Entrevista:O Estado inteligente

sexta-feira, fevereiro 18, 2005

Folha de S.Paulo - CLÓVIS ROSSI: Os juros e as mortes - 18/02/2005

SÃO PAULO - O vice-presidente José Alencar tem certa razão quando relaciona a onda de violência fundiária no país, principalmente no Pará, à política econômica e de juros adotada pelo governo federal. Poderia até acrescentar que também o episódio dos sem-teto em Goiânia (dois mortos) de alguma maneira está ligado à política econômica e de juros.
Para ser totalmente correta, a análise de Alencar teria de recuar no tempo, porque uma e outra situação (violência no campo, falta de teto) vêm de muito tempo atrás, quando os juros nem eram tão altos (se é que alguém ainda tem memória de juros baixos no Brasil).
O teorema é simples assim: os recursos do Estado brasileiro foram, em boa medida, monopolizados pelos "com", deixando os "sem" com pouco ou com nada (sem teto, sem terra, sem educação, sem saúde, sem trabalho, sem lazer, sem vida, enfim).

* Extrato dos dados
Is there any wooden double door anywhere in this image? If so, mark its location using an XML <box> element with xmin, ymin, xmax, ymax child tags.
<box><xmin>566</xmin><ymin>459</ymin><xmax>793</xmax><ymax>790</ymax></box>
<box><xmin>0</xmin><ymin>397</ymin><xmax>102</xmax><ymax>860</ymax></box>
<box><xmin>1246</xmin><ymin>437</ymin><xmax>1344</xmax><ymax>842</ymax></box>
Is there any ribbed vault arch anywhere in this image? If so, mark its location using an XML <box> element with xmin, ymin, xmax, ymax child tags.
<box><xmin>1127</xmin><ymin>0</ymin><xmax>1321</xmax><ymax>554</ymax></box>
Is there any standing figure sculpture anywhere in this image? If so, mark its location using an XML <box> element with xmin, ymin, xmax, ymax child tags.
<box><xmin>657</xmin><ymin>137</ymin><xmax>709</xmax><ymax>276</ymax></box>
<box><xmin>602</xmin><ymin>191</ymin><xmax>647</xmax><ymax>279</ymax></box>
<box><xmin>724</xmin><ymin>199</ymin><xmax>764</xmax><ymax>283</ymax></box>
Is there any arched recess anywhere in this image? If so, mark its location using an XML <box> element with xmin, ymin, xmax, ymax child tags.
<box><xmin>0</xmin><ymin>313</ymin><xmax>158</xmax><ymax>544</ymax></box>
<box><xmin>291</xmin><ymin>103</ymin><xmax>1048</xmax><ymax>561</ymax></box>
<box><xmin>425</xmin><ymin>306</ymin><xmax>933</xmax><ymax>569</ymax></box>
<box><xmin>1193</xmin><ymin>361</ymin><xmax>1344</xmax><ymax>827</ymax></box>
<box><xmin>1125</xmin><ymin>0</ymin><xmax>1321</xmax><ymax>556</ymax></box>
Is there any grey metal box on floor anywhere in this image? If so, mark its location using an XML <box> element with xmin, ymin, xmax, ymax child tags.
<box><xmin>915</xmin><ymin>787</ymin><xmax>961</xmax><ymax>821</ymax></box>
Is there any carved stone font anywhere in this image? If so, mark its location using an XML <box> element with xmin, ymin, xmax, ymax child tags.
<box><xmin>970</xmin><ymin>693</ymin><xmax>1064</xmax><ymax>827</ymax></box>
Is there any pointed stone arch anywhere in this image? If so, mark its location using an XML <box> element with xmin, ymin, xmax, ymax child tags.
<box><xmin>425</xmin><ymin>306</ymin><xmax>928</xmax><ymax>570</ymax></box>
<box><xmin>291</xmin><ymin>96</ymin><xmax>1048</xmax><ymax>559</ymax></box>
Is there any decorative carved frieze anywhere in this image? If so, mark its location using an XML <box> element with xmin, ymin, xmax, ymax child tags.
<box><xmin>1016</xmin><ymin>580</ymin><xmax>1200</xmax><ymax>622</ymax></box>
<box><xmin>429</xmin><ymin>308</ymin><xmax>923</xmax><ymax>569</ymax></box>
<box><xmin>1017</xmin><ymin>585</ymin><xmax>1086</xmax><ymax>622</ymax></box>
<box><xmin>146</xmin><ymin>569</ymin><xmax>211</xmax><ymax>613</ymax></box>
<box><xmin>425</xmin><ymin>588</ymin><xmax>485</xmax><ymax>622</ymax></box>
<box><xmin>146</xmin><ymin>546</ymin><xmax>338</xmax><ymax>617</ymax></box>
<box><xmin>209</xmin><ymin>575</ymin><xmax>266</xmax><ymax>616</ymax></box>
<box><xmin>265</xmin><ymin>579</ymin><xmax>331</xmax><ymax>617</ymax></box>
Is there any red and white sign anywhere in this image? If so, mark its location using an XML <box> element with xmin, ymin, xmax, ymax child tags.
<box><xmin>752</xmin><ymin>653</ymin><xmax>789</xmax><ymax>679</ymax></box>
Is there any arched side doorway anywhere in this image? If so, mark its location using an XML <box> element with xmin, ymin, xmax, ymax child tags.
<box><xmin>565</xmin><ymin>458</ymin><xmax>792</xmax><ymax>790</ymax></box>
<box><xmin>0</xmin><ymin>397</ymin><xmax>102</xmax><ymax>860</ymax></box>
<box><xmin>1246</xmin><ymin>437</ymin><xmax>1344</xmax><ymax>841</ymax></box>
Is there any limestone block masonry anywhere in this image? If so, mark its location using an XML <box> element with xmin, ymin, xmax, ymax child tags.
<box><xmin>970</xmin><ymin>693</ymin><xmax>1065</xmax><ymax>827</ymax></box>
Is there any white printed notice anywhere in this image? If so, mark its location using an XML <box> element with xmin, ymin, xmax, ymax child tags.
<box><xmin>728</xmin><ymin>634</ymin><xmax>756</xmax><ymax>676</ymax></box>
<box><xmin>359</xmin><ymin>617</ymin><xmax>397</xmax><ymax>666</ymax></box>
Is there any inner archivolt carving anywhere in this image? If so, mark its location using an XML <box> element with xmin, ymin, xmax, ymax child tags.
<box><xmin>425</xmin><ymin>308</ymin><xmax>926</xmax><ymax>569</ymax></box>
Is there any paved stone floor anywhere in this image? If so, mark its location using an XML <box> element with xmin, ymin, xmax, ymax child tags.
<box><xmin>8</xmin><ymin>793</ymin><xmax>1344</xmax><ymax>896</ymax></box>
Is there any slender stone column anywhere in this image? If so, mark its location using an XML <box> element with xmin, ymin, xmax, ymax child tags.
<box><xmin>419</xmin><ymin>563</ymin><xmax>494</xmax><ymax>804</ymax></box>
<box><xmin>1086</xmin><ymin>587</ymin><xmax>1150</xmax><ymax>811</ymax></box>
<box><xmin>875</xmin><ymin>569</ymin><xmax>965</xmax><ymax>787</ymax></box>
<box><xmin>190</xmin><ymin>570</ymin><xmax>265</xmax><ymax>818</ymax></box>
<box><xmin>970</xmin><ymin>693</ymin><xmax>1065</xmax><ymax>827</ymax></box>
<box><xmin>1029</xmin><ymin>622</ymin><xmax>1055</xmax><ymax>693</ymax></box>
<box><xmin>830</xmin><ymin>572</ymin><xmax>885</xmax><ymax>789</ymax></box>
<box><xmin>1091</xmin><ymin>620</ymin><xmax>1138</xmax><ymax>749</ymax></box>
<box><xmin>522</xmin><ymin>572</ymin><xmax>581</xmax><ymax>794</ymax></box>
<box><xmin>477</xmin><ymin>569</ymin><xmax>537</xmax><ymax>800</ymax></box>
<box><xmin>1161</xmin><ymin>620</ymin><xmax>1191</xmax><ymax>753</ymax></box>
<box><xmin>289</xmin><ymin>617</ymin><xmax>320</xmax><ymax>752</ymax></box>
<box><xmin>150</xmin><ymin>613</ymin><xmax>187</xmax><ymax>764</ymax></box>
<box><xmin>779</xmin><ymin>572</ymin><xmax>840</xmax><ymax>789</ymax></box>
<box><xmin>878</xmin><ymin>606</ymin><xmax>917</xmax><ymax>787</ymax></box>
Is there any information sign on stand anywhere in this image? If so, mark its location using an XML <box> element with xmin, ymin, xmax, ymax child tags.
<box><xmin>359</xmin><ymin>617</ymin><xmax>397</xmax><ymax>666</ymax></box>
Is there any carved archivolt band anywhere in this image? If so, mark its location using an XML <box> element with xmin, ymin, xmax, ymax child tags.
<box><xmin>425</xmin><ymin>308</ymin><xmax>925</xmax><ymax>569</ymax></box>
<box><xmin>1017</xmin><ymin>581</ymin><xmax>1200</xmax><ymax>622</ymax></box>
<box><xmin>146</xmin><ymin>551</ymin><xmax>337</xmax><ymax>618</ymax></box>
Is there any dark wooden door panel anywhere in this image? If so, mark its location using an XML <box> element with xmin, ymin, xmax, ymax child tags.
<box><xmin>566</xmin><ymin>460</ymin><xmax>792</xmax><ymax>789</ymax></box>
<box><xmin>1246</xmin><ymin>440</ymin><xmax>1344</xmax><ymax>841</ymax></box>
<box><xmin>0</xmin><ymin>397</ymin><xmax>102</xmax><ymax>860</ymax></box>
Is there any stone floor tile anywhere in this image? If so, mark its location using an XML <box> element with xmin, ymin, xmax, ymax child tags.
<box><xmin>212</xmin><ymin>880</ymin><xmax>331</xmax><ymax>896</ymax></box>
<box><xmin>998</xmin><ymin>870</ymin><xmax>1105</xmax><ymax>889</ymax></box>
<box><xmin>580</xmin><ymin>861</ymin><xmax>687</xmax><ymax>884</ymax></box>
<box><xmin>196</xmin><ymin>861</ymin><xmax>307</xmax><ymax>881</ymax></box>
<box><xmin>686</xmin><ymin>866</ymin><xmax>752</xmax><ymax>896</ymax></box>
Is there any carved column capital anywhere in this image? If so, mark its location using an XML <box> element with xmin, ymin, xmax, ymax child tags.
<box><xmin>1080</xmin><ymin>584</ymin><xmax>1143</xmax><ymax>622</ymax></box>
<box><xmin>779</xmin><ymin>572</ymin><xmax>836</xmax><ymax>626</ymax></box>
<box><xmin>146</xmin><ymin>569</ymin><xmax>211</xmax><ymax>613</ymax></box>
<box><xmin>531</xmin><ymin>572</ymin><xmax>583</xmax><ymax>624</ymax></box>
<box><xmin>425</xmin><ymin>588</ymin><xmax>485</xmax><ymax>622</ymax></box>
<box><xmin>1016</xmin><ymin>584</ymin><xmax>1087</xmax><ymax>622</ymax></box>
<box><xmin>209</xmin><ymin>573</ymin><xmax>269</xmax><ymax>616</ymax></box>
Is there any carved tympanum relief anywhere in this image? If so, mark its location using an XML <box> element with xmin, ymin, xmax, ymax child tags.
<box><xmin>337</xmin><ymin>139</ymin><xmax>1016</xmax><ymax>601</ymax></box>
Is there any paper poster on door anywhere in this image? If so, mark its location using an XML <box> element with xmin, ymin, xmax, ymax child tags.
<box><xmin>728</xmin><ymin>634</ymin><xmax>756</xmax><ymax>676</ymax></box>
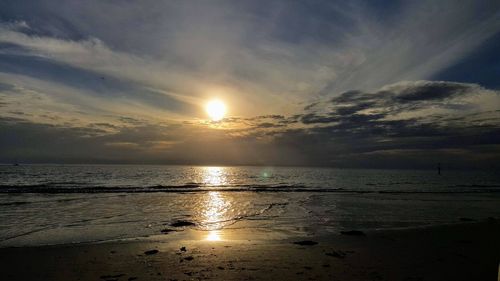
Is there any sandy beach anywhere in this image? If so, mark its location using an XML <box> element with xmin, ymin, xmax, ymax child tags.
<box><xmin>0</xmin><ymin>219</ymin><xmax>500</xmax><ymax>281</ymax></box>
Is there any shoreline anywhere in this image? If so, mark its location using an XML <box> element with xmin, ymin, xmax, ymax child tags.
<box><xmin>0</xmin><ymin>219</ymin><xmax>500</xmax><ymax>281</ymax></box>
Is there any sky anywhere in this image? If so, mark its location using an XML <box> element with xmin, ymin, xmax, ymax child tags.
<box><xmin>0</xmin><ymin>0</ymin><xmax>500</xmax><ymax>169</ymax></box>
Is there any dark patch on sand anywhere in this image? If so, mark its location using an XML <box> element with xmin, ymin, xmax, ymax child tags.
<box><xmin>144</xmin><ymin>250</ymin><xmax>159</xmax><ymax>255</ymax></box>
<box><xmin>340</xmin><ymin>230</ymin><xmax>366</xmax><ymax>236</ymax></box>
<box><xmin>99</xmin><ymin>273</ymin><xmax>125</xmax><ymax>279</ymax></box>
<box><xmin>293</xmin><ymin>240</ymin><xmax>318</xmax><ymax>246</ymax></box>
<box><xmin>170</xmin><ymin>220</ymin><xmax>196</xmax><ymax>227</ymax></box>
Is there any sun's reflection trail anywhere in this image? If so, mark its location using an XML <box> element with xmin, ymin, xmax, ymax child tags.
<box><xmin>203</xmin><ymin>167</ymin><xmax>228</xmax><ymax>186</ymax></box>
<box><xmin>201</xmin><ymin>167</ymin><xmax>231</xmax><ymax>241</ymax></box>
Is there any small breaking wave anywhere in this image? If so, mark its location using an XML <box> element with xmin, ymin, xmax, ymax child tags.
<box><xmin>0</xmin><ymin>183</ymin><xmax>500</xmax><ymax>192</ymax></box>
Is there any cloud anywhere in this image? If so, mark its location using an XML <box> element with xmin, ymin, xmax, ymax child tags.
<box><xmin>0</xmin><ymin>81</ymin><xmax>500</xmax><ymax>168</ymax></box>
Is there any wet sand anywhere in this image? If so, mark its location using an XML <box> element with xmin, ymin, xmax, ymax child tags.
<box><xmin>0</xmin><ymin>220</ymin><xmax>500</xmax><ymax>281</ymax></box>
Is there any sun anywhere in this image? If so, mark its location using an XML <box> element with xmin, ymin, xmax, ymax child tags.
<box><xmin>205</xmin><ymin>100</ymin><xmax>226</xmax><ymax>121</ymax></box>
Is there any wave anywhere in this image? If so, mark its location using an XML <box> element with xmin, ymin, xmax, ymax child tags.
<box><xmin>0</xmin><ymin>183</ymin><xmax>500</xmax><ymax>192</ymax></box>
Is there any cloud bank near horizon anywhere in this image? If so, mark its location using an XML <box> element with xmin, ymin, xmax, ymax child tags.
<box><xmin>0</xmin><ymin>81</ymin><xmax>500</xmax><ymax>168</ymax></box>
<box><xmin>0</xmin><ymin>0</ymin><xmax>500</xmax><ymax>167</ymax></box>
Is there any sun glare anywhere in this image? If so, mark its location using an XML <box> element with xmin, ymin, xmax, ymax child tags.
<box><xmin>205</xmin><ymin>100</ymin><xmax>226</xmax><ymax>121</ymax></box>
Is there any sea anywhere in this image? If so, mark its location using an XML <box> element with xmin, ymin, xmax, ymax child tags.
<box><xmin>0</xmin><ymin>165</ymin><xmax>500</xmax><ymax>247</ymax></box>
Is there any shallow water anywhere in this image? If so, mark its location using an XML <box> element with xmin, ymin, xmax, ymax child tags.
<box><xmin>0</xmin><ymin>165</ymin><xmax>500</xmax><ymax>246</ymax></box>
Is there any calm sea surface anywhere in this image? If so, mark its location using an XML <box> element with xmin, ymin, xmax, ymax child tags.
<box><xmin>0</xmin><ymin>165</ymin><xmax>500</xmax><ymax>247</ymax></box>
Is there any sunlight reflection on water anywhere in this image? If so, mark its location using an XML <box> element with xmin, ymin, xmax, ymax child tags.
<box><xmin>200</xmin><ymin>167</ymin><xmax>231</xmax><ymax>241</ymax></box>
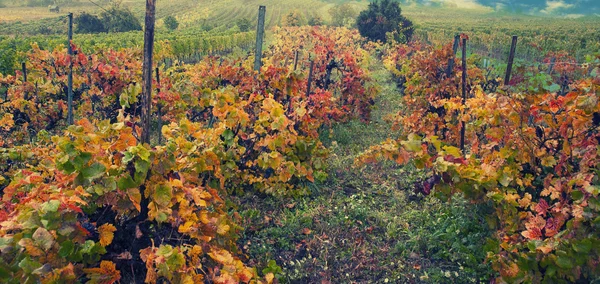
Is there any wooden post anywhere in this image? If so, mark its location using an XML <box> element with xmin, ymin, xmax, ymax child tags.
<box><xmin>548</xmin><ymin>57</ymin><xmax>556</xmax><ymax>75</ymax></box>
<box><xmin>142</xmin><ymin>0</ymin><xmax>156</xmax><ymax>144</ymax></box>
<box><xmin>67</xmin><ymin>13</ymin><xmax>73</xmax><ymax>125</ymax></box>
<box><xmin>446</xmin><ymin>35</ymin><xmax>460</xmax><ymax>77</ymax></box>
<box><xmin>460</xmin><ymin>38</ymin><xmax>467</xmax><ymax>154</ymax></box>
<box><xmin>306</xmin><ymin>60</ymin><xmax>315</xmax><ymax>97</ymax></box>
<box><xmin>156</xmin><ymin>67</ymin><xmax>162</xmax><ymax>145</ymax></box>
<box><xmin>504</xmin><ymin>36</ymin><xmax>518</xmax><ymax>85</ymax></box>
<box><xmin>294</xmin><ymin>50</ymin><xmax>300</xmax><ymax>71</ymax></box>
<box><xmin>21</xmin><ymin>62</ymin><xmax>27</xmax><ymax>82</ymax></box>
<box><xmin>254</xmin><ymin>6</ymin><xmax>267</xmax><ymax>73</ymax></box>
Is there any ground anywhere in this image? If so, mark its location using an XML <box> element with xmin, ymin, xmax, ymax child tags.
<box><xmin>235</xmin><ymin>55</ymin><xmax>493</xmax><ymax>283</ymax></box>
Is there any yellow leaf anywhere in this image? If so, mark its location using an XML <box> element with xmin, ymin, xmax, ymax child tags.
<box><xmin>217</xmin><ymin>224</ymin><xmax>230</xmax><ymax>235</ymax></box>
<box><xmin>265</xmin><ymin>272</ymin><xmax>275</xmax><ymax>284</ymax></box>
<box><xmin>83</xmin><ymin>260</ymin><xmax>121</xmax><ymax>284</ymax></box>
<box><xmin>98</xmin><ymin>224</ymin><xmax>117</xmax><ymax>247</ymax></box>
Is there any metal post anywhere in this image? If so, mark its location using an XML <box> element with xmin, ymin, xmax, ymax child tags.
<box><xmin>254</xmin><ymin>6</ymin><xmax>267</xmax><ymax>72</ymax></box>
<box><xmin>504</xmin><ymin>36</ymin><xmax>518</xmax><ymax>85</ymax></box>
<box><xmin>67</xmin><ymin>13</ymin><xmax>73</xmax><ymax>125</ymax></box>
<box><xmin>460</xmin><ymin>38</ymin><xmax>467</xmax><ymax>154</ymax></box>
<box><xmin>142</xmin><ymin>0</ymin><xmax>156</xmax><ymax>144</ymax></box>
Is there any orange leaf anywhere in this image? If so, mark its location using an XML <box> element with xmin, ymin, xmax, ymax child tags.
<box><xmin>98</xmin><ymin>224</ymin><xmax>117</xmax><ymax>247</ymax></box>
<box><xmin>83</xmin><ymin>260</ymin><xmax>121</xmax><ymax>284</ymax></box>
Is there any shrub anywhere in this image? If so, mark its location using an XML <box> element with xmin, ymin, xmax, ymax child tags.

* O que fazer
1. Indique se cada afirmação abaixo está de acordo com o texto fornecido. Responda sim ou não a cada uma e cite literalmente as palavras do texto que decidem a resposta.
(a) O vice-presidente relaciona a violência fundiária à política econômica e de juros do governo federal.
(b) O episódio dos sem-teto mencionado ocorreu em Belém.
(c) A violência no campo e a falta de teto surgiram numa época em que os juros já eram muito altos.
2. Segundo o texto fornecido, quantas pessoas morreram no episódio dos sem-teto em Goiânia?

* Respostas por item
1.
(a) Sim: "relaciona a onda de violência fundiária no país, principalmente no Pará, à política econômica e de juros adotada pelo governo federal".
(b) Não: "o episódio dos sem-teto em Goiânia (dois mortos)".
(c) Não: "vêm de muito tempo atrás, quando os juros nem eram tão altos".

2. Duas pessoas.